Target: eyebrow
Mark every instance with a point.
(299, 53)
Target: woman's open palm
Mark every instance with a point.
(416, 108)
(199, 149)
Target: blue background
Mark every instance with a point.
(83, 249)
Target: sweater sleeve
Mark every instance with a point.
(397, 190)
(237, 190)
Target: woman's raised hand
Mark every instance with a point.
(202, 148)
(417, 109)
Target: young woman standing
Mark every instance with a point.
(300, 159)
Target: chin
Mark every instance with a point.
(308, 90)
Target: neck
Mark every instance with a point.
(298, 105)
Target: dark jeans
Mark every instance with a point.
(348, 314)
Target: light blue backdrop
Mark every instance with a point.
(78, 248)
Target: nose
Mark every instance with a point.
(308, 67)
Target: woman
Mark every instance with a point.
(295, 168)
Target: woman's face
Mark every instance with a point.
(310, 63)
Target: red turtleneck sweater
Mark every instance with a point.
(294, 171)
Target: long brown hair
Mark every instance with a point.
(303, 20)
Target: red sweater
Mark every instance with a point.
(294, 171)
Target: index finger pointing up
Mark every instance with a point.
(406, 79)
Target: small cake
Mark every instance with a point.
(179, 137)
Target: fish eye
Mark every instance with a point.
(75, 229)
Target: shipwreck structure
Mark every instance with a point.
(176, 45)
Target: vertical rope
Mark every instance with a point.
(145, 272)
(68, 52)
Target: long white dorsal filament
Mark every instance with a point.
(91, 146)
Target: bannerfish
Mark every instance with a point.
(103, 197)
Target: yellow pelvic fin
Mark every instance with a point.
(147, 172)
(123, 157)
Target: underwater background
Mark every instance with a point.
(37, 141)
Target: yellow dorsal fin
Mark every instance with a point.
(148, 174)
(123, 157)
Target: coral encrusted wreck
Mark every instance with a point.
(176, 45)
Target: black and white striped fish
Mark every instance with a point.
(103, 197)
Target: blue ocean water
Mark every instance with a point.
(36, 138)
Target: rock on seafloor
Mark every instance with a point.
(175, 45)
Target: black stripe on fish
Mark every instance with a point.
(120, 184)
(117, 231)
===============
* _EXERCISE BRIEF_
Scan the entries above for the word "long" and collect each line holding it.

* _SOLUTION TO THIS PROBLEM_
Target: long brown hair
Target: long white dorsal filament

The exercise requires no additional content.